May 12, 2025 - 15:56
 0
Quarkus 3 application on AWS Lambda- Part 2 Reducing Lambda cold starts with Lambda SnapStart

Introduction

In the part 1 of our series about how to develop, run and optimize Quarkus web application on AWS Lambda, we demonstrated how to write a sample application which uses the Quarkus framework, AWS Lambda, Amazon API Gateway and Amazon DynamoDB. We also made the first Lambda performance (cold and warm start time) measurements and observed quite a big cold start time. In the next parts of the series we'll introduce Lambda SnapStart and measure how it reduces the Lambda cold start time.

Sample application with the activated AWS Lambda SnapStart without using priming

We'll re-use the same sample application introduced in the part 1 of our series.

As we saw in part 1, without any optimizations, Lamdba performance measurements showed quite high values, especially for the cold start times. Lambda SnapStart is one of the optimization approaches to reduce the cold start times.

Lambda SnapStart can provide a start time of a lambda function of less than one second. SnapStart simplifies the development of responsive and scalable applications without provisioning resources or implementing complex performance optimizations.

================

◆ **Task requirements**:
1/ Reproduce the passage on Quarkus and Lambda SnapStart from "May 12, 2025 - 15:56" up to and including "Lambda cold start time.".
2/ Proceed with the article on running Quarkus on AWS Lambda, starting right after its last sentence.

◆ **Items from a data collection**:
================

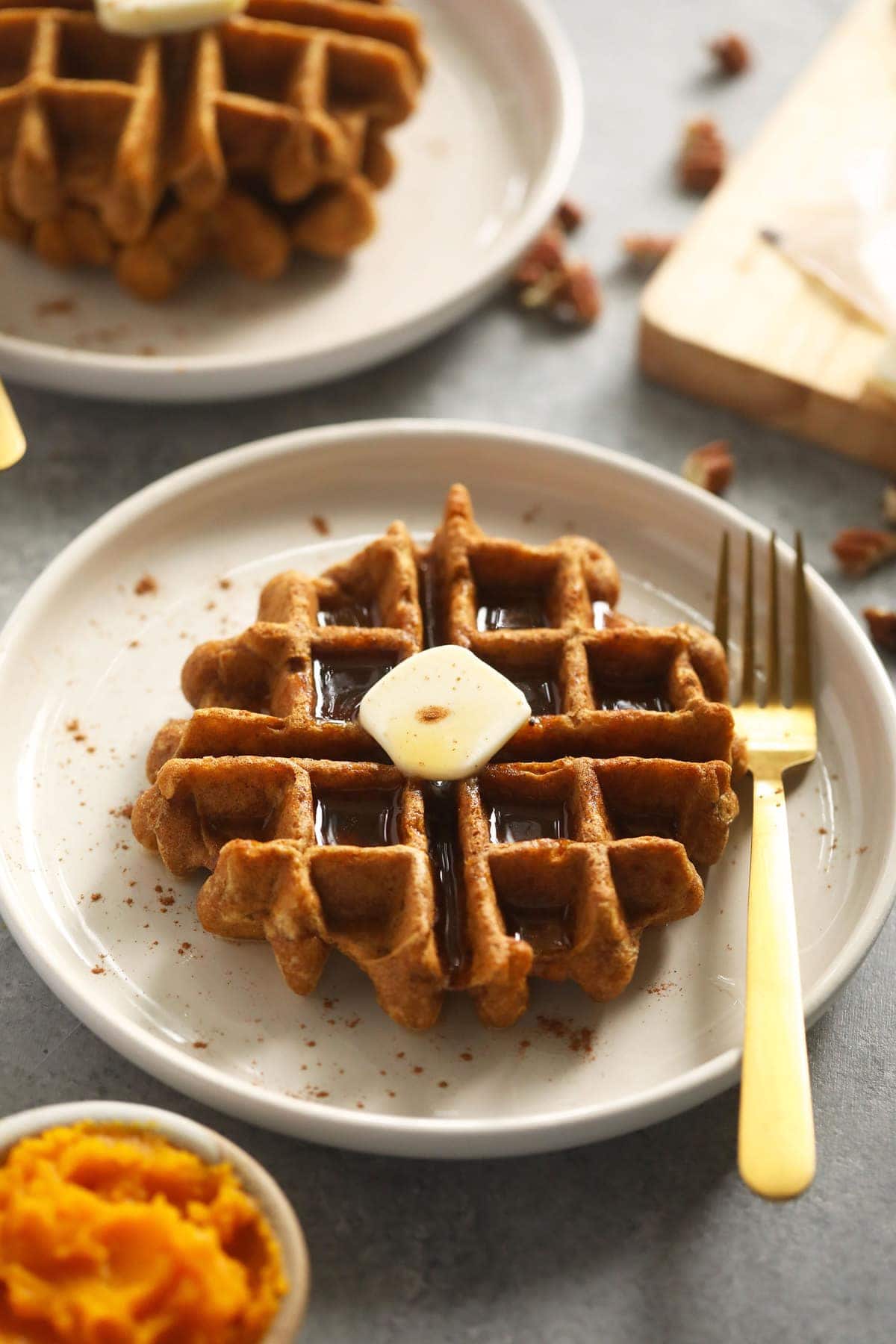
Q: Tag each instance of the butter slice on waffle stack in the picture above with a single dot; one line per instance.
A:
(245, 141)
(553, 862)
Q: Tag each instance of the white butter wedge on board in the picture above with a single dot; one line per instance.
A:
(148, 18)
(442, 714)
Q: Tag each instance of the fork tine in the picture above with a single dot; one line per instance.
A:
(721, 623)
(747, 682)
(773, 655)
(802, 638)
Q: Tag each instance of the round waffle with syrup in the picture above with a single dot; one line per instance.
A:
(245, 141)
(551, 863)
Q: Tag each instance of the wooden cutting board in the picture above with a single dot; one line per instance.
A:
(732, 322)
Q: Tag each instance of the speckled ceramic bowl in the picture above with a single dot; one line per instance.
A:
(213, 1148)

================

◆ **Answers per task**:
1/
May 12, 2025 - 15:56
 0
Quarkus 3 application on AWS Lambda- Part 2 Reducing Lambda cold starts with Lambda SnapStart

Introduction

In the part 1 of our series about how to develop, run and optimize Quarkus web application on AWS Lambda, we demonstrated how to write a sample application which uses the Quarkus framework, AWS Lambda, Amazon API Gateway and Amazon DynamoDB. We also made the first Lambda performance (cold and warm start time) measurements and observed quite a big cold start time. In the next parts of the series we'll introduce Lambda SnapStart and measure how it reduces the Lambda cold start time.

2/
The largest portion of startup latency (often referred to as cold start time) is the time Lambda spends initializing the function, which includes loading the function code, starting the runtime and initialising the function code. With SnapStart, Lambda initializes our function when we publish a function version. Lambda takes a Firecracker microVM snapshot of the memory and disk state of the initialised execution environment, encrypts the snapshot and intelligently caches it to optimize retrieval latency.

To ensure reliability, Lambda manages multiple copies of each snapshot. Lambda automatically patches snapshots and their copies with the latest runtime and security updates. When we call the function version for the first time and as the calls increase, Lambda continues new execution environments from the cached snapshot instead of initialising them from scratch, which improves startup latency. More information can be found in the article Reducing Java cold starts on AWS Lambda functions with SnapStart. I have published the whole series about Lambda SnapStart for Java applications.

To activate Lambda SnapStart, we have to do the following in template.yaml for the Lambda function:

Globals:
  Function:
    Handler: io.quarkus.amazon.lambda.runtime.QuarkusStreamHandler::handleRequest
    CodeUri: target/function.zip
    Runtime: java21
    SnapStart:
     ApplyOn: PublishedVersions    
....

This can be done in the globals section of the Lambda functions, in which case SnapStart applies to all Lambda functions defined in the AWS SAM template, or you can add the 2 lines

SnapStart:
 ApplyOn: PublishedVersions 

to activate SnapStart only for the individual Lambda function. To perform the performance measurement without priming techniques, as we will introduce in methods 3 and 4, please either comment out or remove @startup annotation in the following 2 Java classes AmazonDynamoDBPrimingResource and AmazonAPIGatewayPrimingResource .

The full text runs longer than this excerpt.